## PROBLEM
Transcribe the part of the Frankenstein passage between "The animated monster" and "perpetrating the crime.", inclusive, without changing a word.

The animated monster is heard of no more for a season. Frankenstein pays the penalty of his rash researches into the arcana of human nature, in a long illness, after which the two friends prosecute their studies for two years in uninterrupted quiet. Frankenstein, as may be supposed, abstaining, with a sort of abhorrence, from those in which he had once so greatly delighted. At the lapse of this period, he is made acquainted with a dreadful misfortune which has befallen his family, by the violent death of his youngest brother, an interesting child, who, while straying from his keeper, had been murdered by some villain in the walks of Plainpalais. The marks of strangling were distinct on the neck of the unfortunate infant, and a gold ornament which it wore, and which was amissing, was supposed to have been the murderer's motive for perpetrating the crime.

At this dismal intelligence, Frankenstein flies to Geneva, and impelled by fraternal affection, visits the spot where this horrid accident had happened. In the midst of a thunder-storm, with which the evening had closed, and just as he had attained the fatal spot on which Victor had been murdered, a flash of lightning displays to him the hideous demon to which he had given life, gliding towards a neighbouring precipice. Another flash shews him hanging among the cliffs, up which he scrambles with far more than mortal agility, and is seen no more. The inference, that this being was the murderer of his brother, flashed on Frankenstein's mind as irresistibly as the lightning itself, and he was tempted to consider the creature whom he had cast among mankind to work, it would seem, acts of horror and depravity, nearly in the light of his own vampire let loose from the grave, and destined to destroy all that was dear to him.

## MATERIAL PROVIDED
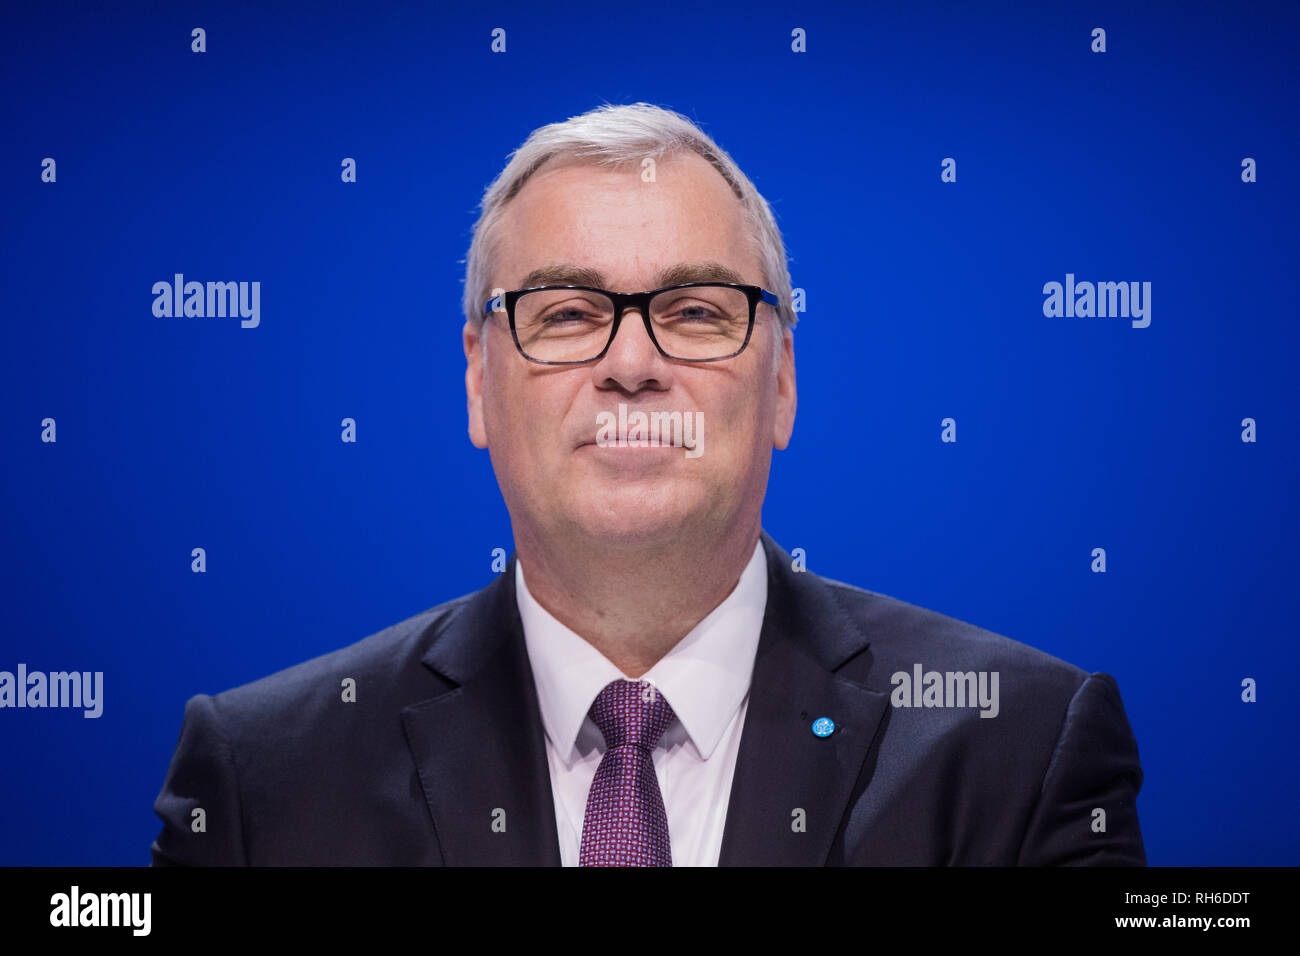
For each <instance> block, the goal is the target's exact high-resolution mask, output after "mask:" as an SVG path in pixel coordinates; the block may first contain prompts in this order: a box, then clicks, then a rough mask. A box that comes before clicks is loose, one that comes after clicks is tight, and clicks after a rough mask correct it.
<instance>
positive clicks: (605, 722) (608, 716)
mask: <svg viewBox="0 0 1300 956" xmlns="http://www.w3.org/2000/svg"><path fill="white" fill-rule="evenodd" d="M586 713H588V715H589V717H590V718H591V721H593V722H594V723H595V726H597V727H599V728H601V732H602V734H603V735H604V745H606V748H610V749H612V748H615V747H621V745H624V744H632V745H633V747H640V748H641V749H642V750H653V749H654V745H655V744H656V743H659V737H660V736H662V735H663V732H664V731H666V730H668V724H669V723H672V721H673V718H675V717H676V714H673V713H672V708H671V706H668V701H667V700H666V698H664V696H663V695H662V693H660V692H659V688H658V687H655V685H654V684H650V683H646V682H641V680H611V682H610V683H608V684H606V685H604V689H603V691H601V693H599V695H597V698H595V702H594V704H591V709H590V710H588V711H586Z"/></svg>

## OUTPUT FOR THIS TASK
The animated monster is heard of no more for a season. Frankenstein pays the penalty of his rash researches into the arcana of human nature, in a long illness, after which the two friends prosecute their studies for two years in uninterrupted quiet. Frankenstein, as may be supposed, abstaining, with a sort of abhorrence, from those in which he had once so greatly delighted. At the lapse of this period, he is made acquainted with a dreadful misfortune which has befallen his family, by the violent death of his youngest brother, an interesting child, who, while straying from his keeper, had been murdered by some villain in the walks of Plainpalais. The marks of strangling were distinct on the neck of the unfortunate infant, and a gold ornament which it wore, and which was amissing, was supposed to have been the murderer's motive for perpetrating the crime.